__WORK TO COMPLETE__. Could you reproduce the material below, switching every "Target" to "Item" and keeping everything else unchanged?

[Saved entries]
+===+

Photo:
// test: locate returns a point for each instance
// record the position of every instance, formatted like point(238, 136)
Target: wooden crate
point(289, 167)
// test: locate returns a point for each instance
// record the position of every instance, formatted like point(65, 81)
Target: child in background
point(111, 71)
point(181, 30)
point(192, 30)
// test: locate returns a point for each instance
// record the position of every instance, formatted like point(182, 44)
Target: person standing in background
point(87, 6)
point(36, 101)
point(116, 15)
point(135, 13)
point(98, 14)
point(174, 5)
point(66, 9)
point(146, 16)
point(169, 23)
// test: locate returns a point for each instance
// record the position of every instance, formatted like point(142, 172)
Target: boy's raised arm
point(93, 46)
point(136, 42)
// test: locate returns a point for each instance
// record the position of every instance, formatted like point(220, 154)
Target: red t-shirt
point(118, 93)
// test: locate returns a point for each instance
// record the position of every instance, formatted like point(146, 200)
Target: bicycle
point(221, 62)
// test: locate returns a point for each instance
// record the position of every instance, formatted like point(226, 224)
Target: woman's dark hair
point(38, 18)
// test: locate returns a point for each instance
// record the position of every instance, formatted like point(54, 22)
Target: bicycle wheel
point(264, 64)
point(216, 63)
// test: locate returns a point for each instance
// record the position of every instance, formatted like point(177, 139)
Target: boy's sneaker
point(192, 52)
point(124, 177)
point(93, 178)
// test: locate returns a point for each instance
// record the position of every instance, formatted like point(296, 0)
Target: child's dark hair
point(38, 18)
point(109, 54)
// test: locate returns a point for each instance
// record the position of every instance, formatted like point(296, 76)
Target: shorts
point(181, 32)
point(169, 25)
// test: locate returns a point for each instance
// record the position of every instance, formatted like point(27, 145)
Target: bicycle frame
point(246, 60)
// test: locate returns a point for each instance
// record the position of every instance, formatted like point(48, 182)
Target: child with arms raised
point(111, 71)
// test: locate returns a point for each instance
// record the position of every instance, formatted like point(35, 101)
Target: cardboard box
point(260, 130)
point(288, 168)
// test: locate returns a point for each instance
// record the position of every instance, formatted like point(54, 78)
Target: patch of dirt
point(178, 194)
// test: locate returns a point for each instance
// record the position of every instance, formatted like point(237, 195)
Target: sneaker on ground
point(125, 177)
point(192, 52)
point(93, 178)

+===+

__WRITTEN RESPONSE__.
Photo:
// test: locate returns a point for each instance
// record the position of every instance, formatted like point(238, 136)
Item: wooden crate
point(289, 167)
// test: locate returns a point for each instance
// record the position of every instance, formatted like point(65, 81)
Item: child in background
point(111, 71)
point(181, 30)
point(192, 30)
// test: locate returns a point for each instance
// record the position of every instance, formatted like point(182, 44)
Item: person standing in background
point(87, 6)
point(36, 101)
point(116, 15)
point(135, 13)
point(98, 14)
point(174, 5)
point(66, 9)
point(146, 16)
point(169, 23)
// test: locate returns a point for each instance
// record the position of every instance, formatted like point(142, 172)
Item: boy's raised arm
point(93, 46)
point(136, 42)
// test: locate returns a point for each instance
// record the position of every instance, formatted like point(220, 154)
Item: red t-shirt
point(118, 93)
// test: locate returns a point for each instance
// record the position of every instance, formatted like point(146, 200)
Item: bicycle
point(221, 62)
// test: locate returns a point for each instance
// record the position of every instance, formatted like point(226, 224)
Item: woman's dark hair
point(38, 18)
// test: locate returns a point for each instance
// record the position of every instance, formatted like point(54, 22)
Item: bicycle wheel
point(264, 64)
point(216, 63)
// test: locate returns a point for each instance
// record the position of every instance, formatted like point(177, 139)
Item: boy's sneaker
point(192, 52)
point(124, 177)
point(93, 178)
// test: locate returns a point for each instance
// record the position of every instance, formatted like point(296, 0)
Item: child's dark hair
point(38, 18)
point(109, 54)
// test: locate returns a point for each instance
// record the position of every instance, formatted like point(296, 76)
Item: shorts
point(181, 32)
point(169, 25)
// test: locate returns a point for each instance
// record the position of every instance, formatted like point(27, 145)
Item: bicycle frame
point(246, 60)
// test: locate returns a point for each instance
// record the position of every instance, formatted like point(48, 182)
Item: child with arms raised
point(111, 71)
// test: locate returns a point for each instance
// record the position of every instance, formatted like point(35, 101)
Item: cardboard box
point(260, 130)
point(288, 168)
// test: locate returns a point for each instance
// record the position of every instance, formatted like point(54, 78)
Item: patch of dirt
point(178, 194)
// test: locate returns a point for each instance
// record the position of every instance, formatted like point(237, 195)
Item: sneaker on ground
point(125, 177)
point(192, 52)
point(93, 178)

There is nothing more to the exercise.